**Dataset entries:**
◇ ◇ ◇ ◇

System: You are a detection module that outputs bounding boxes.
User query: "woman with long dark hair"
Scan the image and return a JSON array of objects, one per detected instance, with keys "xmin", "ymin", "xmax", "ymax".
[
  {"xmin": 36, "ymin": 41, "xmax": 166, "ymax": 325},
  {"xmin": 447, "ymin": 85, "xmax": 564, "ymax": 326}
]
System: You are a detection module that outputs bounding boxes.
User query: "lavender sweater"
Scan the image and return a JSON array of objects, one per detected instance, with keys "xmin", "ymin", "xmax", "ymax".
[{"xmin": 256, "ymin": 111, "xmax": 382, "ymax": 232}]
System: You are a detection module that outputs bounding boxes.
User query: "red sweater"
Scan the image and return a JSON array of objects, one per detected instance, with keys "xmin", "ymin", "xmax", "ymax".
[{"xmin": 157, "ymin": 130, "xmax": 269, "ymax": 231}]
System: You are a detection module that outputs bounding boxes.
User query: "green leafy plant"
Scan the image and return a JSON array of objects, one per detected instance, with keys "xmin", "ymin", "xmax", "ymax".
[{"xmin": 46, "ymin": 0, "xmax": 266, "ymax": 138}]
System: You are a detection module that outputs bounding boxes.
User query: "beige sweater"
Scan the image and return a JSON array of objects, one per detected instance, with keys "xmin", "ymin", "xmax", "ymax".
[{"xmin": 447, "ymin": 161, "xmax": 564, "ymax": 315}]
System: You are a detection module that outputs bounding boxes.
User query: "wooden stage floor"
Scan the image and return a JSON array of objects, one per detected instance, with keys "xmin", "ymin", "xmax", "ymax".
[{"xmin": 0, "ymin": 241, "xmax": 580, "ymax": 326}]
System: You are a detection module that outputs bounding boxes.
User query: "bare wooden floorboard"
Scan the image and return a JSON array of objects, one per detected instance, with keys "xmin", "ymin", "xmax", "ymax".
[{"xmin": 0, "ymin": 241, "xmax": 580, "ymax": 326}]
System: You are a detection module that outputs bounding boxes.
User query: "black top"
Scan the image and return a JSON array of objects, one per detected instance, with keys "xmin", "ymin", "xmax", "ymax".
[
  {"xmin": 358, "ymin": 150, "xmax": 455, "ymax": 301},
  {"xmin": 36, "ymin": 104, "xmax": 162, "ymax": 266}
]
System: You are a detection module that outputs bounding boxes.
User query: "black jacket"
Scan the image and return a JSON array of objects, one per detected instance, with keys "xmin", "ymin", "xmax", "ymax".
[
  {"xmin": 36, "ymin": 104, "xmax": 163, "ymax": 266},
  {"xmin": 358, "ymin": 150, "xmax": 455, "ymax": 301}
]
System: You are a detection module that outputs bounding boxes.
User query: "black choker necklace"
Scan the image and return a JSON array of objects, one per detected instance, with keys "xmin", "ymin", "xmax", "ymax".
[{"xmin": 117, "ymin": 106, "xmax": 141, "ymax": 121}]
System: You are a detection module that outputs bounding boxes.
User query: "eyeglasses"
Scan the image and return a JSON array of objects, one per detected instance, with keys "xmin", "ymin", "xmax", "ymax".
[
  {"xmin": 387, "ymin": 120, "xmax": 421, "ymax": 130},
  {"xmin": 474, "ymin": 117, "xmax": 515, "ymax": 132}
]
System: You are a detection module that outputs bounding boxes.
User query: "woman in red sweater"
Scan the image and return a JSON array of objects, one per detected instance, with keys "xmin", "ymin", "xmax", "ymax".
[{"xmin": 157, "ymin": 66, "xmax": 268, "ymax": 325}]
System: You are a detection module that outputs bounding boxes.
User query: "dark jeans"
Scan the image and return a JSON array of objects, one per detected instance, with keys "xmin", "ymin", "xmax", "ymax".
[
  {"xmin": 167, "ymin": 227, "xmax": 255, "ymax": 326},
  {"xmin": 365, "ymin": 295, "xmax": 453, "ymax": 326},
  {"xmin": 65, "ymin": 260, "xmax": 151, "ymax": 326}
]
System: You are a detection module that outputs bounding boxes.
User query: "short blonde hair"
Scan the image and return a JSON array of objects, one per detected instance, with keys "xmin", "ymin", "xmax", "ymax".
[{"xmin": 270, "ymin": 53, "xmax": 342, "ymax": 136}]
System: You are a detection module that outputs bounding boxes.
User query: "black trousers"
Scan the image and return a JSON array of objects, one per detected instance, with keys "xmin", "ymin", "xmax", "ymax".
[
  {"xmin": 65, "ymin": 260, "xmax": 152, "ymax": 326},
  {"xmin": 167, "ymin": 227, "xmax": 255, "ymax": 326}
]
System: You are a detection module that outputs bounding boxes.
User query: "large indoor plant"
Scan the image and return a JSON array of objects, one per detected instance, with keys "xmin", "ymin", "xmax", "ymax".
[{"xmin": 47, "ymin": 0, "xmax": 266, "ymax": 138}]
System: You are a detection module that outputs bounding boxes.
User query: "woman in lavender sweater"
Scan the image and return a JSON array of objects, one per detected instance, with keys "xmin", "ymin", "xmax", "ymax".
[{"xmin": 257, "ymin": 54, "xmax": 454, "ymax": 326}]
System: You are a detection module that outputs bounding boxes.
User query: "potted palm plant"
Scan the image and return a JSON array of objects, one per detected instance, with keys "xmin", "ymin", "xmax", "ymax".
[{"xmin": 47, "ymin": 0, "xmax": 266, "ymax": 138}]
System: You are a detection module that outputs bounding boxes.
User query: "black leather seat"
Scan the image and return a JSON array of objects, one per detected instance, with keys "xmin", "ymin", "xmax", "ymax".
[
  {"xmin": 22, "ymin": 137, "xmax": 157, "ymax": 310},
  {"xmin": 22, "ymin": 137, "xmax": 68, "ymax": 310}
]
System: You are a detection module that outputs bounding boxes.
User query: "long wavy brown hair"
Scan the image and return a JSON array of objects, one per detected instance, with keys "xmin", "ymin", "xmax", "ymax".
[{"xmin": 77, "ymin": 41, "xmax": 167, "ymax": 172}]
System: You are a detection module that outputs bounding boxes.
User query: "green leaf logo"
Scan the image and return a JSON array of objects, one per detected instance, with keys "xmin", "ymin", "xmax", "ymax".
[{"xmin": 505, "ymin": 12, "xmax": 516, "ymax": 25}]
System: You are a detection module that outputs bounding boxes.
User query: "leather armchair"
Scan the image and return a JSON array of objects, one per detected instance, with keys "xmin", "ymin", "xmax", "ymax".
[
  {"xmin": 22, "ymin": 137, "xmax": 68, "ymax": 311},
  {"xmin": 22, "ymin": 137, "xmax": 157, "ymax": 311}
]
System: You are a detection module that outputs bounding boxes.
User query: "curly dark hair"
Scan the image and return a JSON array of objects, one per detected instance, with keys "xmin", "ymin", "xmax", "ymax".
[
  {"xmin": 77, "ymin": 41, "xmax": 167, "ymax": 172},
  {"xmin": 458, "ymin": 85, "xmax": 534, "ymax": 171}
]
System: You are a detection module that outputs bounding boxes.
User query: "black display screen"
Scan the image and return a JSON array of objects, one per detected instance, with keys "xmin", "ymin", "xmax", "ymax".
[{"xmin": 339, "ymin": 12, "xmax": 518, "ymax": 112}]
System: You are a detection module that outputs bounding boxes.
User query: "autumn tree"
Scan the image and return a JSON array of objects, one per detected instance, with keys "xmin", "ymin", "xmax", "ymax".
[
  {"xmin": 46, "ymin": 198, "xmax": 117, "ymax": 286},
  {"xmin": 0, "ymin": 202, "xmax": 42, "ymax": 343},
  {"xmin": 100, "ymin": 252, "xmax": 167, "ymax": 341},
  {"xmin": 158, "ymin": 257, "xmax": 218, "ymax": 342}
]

◇ ◇ ◇ ◇

**SHORT PROBLEM:** Your task is to print the whole listing again exactly.

**FINAL ANSWER:**
System: You are a detection module that outputs bounding boxes.
User query: "woman with long dark hair"
Scan the image and return a JSON array of objects, one per detected instance, with keys "xmin", "ymin", "xmax", "ymax".
[
  {"xmin": 36, "ymin": 41, "xmax": 166, "ymax": 325},
  {"xmin": 447, "ymin": 85, "xmax": 564, "ymax": 326}
]
System: You are a detection module that outputs bounding boxes.
User query: "lavender sweater"
Scan the image and return a JSON array of objects, one per detected instance, with keys "xmin", "ymin", "xmax", "ymax".
[{"xmin": 256, "ymin": 111, "xmax": 382, "ymax": 232}]
System: You are a detection module that outputs bounding boxes.
User query: "red sweater"
Scan the image and return a JSON array of objects, one per detected instance, with keys "xmin", "ymin", "xmax", "ymax".
[{"xmin": 157, "ymin": 130, "xmax": 269, "ymax": 231}]
System: You are a detection module that outputs bounding boxes.
User query: "green leafy plant"
Scan the image and return a JSON array of objects, one per detected instance, with keys "xmin", "ymin", "xmax", "ymax".
[{"xmin": 46, "ymin": 0, "xmax": 266, "ymax": 138}]
System: You are a detection module that outputs bounding boxes.
User query: "beige sweater"
Scan the image and return a JSON array of objects, one per detected instance, with keys "xmin", "ymin", "xmax", "ymax".
[{"xmin": 447, "ymin": 161, "xmax": 564, "ymax": 315}]
System: You are a detection module that outputs bounding boxes.
User query: "wooden stage floor"
Scan the image and return a JSON array of objects, one per detected instance, with keys "xmin", "ymin", "xmax", "ymax".
[{"xmin": 0, "ymin": 241, "xmax": 580, "ymax": 326}]
System: You are a detection module that outputs bounding boxes.
User query: "bare wooden floorboard"
Scan the image and return a JSON array of objects, one per detected instance, with keys "xmin", "ymin", "xmax", "ymax".
[{"xmin": 0, "ymin": 241, "xmax": 580, "ymax": 326}]
System: You are a detection module that outputs bounding boxes.
User query: "black top"
Scan the image and return a JSON array of objects, one per detected instance, with keys "xmin", "ymin", "xmax", "ymax".
[
  {"xmin": 358, "ymin": 150, "xmax": 455, "ymax": 301},
  {"xmin": 36, "ymin": 104, "xmax": 162, "ymax": 266}
]
System: You are a detection module that outputs bounding boxes.
User query: "black jacket"
Scan the image and return a JSON array of objects, one per detected instance, with keys "xmin", "ymin", "xmax", "ymax".
[
  {"xmin": 36, "ymin": 104, "xmax": 163, "ymax": 266},
  {"xmin": 358, "ymin": 150, "xmax": 455, "ymax": 301}
]
System: You are a detection module that outputs bounding boxes.
User query: "black choker necklace"
Scan the image and return a JSON array of objects, one per detected instance, with keys "xmin", "ymin", "xmax", "ymax".
[{"xmin": 117, "ymin": 106, "xmax": 141, "ymax": 121}]
System: You are a detection module that outputs bounding boxes.
User query: "eyeglasses"
Scan the image and return a JSON array of objects, one per detected instance, with keys "xmin", "ymin", "xmax", "ymax".
[
  {"xmin": 387, "ymin": 120, "xmax": 421, "ymax": 130},
  {"xmin": 474, "ymin": 117, "xmax": 515, "ymax": 132}
]
System: You are a detection module that outputs bounding boxes.
User query: "woman in red sweater"
Scan the image and return a JSON array of objects, one per detected instance, with keys "xmin", "ymin", "xmax", "ymax".
[{"xmin": 157, "ymin": 66, "xmax": 268, "ymax": 325}]
System: You are a detection module that outputs bounding boxes.
User query: "dark jeans"
Scan the image and return a JSON array of objects, one per detected instance, with keys "xmin", "ymin", "xmax", "ymax".
[
  {"xmin": 167, "ymin": 227, "xmax": 255, "ymax": 326},
  {"xmin": 365, "ymin": 295, "xmax": 453, "ymax": 326},
  {"xmin": 65, "ymin": 260, "xmax": 151, "ymax": 326}
]
System: You are a detection module that outputs bounding boxes.
User query: "short blonde hair"
Scan the image and return a JSON array of objects, one per detected instance, with keys "xmin", "ymin", "xmax", "ymax".
[{"xmin": 270, "ymin": 53, "xmax": 342, "ymax": 136}]
System: You are a detection module that outputs bounding boxes.
User query: "black trousers"
Scan the image and return a JSON array of objects, one per detected instance, with keys "xmin", "ymin", "xmax", "ymax".
[
  {"xmin": 65, "ymin": 260, "xmax": 152, "ymax": 326},
  {"xmin": 167, "ymin": 227, "xmax": 255, "ymax": 326}
]
System: You are a detection module that outputs bounding boxes.
User query: "large indoor plant"
Scan the image and return a JSON array of objects, one per detected instance, with keys "xmin", "ymin", "xmax", "ymax".
[{"xmin": 47, "ymin": 0, "xmax": 266, "ymax": 138}]
System: You are a detection module that outputs bounding boxes.
User query: "woman in lavender sweater"
Scan the image and return a JSON array of objects, one per detected instance, with keys "xmin", "ymin", "xmax", "ymax".
[{"xmin": 257, "ymin": 54, "xmax": 454, "ymax": 326}]
System: You are a detection module that outputs bounding boxes.
User query: "potted palm plant"
Scan the image and return a JSON array of objects, one per detected instance, with keys "xmin", "ymin", "xmax", "ymax".
[{"xmin": 47, "ymin": 0, "xmax": 266, "ymax": 138}]
System: You are a detection module that outputs bounding boxes.
User query: "black leather seat"
Scan the image and return a JSON array of objects, one per detected instance, with keys "xmin", "ymin", "xmax", "ymax".
[
  {"xmin": 22, "ymin": 137, "xmax": 157, "ymax": 310},
  {"xmin": 22, "ymin": 137, "xmax": 68, "ymax": 310}
]
System: You are a detection module that outputs bounding boxes.
User query: "long wavy brown hair"
Scan the image and return a JSON array of objects, one per detected instance, with keys "xmin", "ymin", "xmax", "ymax".
[{"xmin": 77, "ymin": 41, "xmax": 167, "ymax": 172}]
System: You are a detection module that outputs bounding boxes.
User query: "green leaf logo"
Scan the image and return a JSON array of objects, one per detected instance, with keys "xmin", "ymin", "xmax", "ymax".
[{"xmin": 505, "ymin": 12, "xmax": 516, "ymax": 25}]
System: You are a detection module that outputs bounding boxes.
User query: "leather armchair"
Scan the image and return a JSON array of objects, one per detected instance, with keys "xmin", "ymin", "xmax", "ymax".
[
  {"xmin": 22, "ymin": 137, "xmax": 68, "ymax": 311},
  {"xmin": 22, "ymin": 137, "xmax": 157, "ymax": 311}
]
System: You are a detection module that outputs bounding boxes.
User query: "curly dark hair"
Scan the image and return a JSON array of objects, one per detected instance, with keys "xmin", "ymin", "xmax", "ymax".
[
  {"xmin": 77, "ymin": 41, "xmax": 167, "ymax": 172},
  {"xmin": 458, "ymin": 85, "xmax": 534, "ymax": 171}
]
System: You are a detection module that outputs bounding boxes.
User query: "black display screen"
Scan the image and return a JSON array of objects, one per detected instance, with keys "xmin", "ymin", "xmax", "ymax".
[{"xmin": 339, "ymin": 12, "xmax": 518, "ymax": 112}]
System: You are a detection module that outputs bounding boxes.
User query: "autumn tree"
Scan the image and return a JSON array of objects, one per detected instance, with keys "xmin", "ymin", "xmax", "ymax".
[
  {"xmin": 46, "ymin": 198, "xmax": 117, "ymax": 286},
  {"xmin": 0, "ymin": 202, "xmax": 42, "ymax": 343},
  {"xmin": 100, "ymin": 252, "xmax": 167, "ymax": 341},
  {"xmin": 158, "ymin": 257, "xmax": 218, "ymax": 342}
]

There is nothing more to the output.